- _Problem_
The following data has a line with "In the photo above, where can the ceiling" and a line with "In the photo above, where can the low". Write out exactly those lines and all the lines between them.

- _Source records_
== Segment start ==

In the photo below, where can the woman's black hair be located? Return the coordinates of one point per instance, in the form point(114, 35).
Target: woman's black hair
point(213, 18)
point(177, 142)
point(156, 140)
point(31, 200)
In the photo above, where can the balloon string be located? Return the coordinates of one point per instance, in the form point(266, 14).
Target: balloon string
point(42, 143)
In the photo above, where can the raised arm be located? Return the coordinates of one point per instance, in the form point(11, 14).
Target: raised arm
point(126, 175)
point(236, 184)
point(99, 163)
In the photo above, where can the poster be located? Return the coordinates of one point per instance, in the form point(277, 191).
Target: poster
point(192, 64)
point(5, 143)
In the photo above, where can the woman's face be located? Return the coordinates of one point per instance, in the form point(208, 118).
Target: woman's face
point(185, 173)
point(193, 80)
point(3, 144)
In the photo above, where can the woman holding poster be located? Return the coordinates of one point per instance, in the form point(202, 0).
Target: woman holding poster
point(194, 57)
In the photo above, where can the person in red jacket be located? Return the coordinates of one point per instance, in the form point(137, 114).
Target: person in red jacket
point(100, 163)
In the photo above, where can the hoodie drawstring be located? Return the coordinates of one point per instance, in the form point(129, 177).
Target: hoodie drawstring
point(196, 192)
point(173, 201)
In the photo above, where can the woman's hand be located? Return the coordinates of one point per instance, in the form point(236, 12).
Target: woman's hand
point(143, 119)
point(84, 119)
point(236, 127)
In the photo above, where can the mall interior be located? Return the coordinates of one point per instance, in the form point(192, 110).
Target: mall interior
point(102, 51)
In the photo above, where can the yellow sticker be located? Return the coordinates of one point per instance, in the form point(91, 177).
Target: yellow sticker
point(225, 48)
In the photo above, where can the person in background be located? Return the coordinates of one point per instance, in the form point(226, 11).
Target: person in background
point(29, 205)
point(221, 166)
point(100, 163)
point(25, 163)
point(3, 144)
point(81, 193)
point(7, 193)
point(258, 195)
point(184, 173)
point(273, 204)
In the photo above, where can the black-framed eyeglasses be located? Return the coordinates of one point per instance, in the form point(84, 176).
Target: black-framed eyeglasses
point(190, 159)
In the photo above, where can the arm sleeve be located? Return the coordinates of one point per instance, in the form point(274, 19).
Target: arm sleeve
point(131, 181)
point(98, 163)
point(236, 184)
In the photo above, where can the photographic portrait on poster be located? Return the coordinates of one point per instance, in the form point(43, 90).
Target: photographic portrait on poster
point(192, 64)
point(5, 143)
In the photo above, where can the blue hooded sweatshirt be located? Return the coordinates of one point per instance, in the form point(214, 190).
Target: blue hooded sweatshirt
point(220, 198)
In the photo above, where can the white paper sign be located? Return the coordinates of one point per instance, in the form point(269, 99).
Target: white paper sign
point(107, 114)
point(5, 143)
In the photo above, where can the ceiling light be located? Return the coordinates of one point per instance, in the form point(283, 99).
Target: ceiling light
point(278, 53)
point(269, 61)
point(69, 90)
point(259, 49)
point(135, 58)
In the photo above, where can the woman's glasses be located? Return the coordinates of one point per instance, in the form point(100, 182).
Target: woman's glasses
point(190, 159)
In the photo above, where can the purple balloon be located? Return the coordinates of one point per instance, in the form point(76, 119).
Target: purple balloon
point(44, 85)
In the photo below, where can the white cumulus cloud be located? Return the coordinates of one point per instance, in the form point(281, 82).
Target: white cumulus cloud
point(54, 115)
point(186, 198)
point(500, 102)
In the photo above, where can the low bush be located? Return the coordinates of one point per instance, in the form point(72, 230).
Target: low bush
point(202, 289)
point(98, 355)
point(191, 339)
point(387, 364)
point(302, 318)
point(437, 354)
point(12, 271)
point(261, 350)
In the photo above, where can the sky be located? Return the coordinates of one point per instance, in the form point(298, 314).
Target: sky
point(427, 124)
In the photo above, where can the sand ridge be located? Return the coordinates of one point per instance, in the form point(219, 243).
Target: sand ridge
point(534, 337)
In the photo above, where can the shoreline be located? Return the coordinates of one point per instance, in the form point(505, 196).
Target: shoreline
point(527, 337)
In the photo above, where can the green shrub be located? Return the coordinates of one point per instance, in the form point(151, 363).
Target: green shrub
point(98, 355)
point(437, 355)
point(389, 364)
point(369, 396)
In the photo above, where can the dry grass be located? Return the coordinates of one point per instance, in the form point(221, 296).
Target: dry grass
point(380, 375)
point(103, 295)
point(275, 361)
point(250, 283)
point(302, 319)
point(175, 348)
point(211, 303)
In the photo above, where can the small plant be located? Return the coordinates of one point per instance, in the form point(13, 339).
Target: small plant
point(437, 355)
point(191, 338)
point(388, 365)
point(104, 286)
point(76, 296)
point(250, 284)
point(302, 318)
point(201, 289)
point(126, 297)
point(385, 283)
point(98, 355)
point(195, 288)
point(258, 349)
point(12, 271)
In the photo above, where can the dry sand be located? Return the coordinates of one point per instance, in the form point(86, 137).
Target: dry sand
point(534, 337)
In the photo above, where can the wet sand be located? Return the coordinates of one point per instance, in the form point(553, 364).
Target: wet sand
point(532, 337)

== Segment end ==

- _Written answer_
In the photo above, where can the ceiling light be located? Return the coordinates of one point per instance, in the form point(283, 99).
Target: ceiling light
point(278, 53)
point(269, 61)
point(69, 90)
point(259, 49)
point(135, 58)
In the photo above, where can the woman's glasses be located? Return the coordinates of one point per instance, in the form point(100, 182).
Target: woman's glasses
point(190, 159)
In the photo above, where can the purple balloon be located? Return the coordinates of one point per instance, in the form point(76, 119).
Target: purple balloon
point(44, 85)
In the photo below, where can the white cumulus cloud be located? Return the coordinates of one point per instance, in the form point(281, 82).
Target: white cumulus cloud
point(54, 115)
point(186, 198)
point(500, 102)
In the photo above, where can the low bush be located? Return the coordinates of one point per instance, in the form point(72, 230).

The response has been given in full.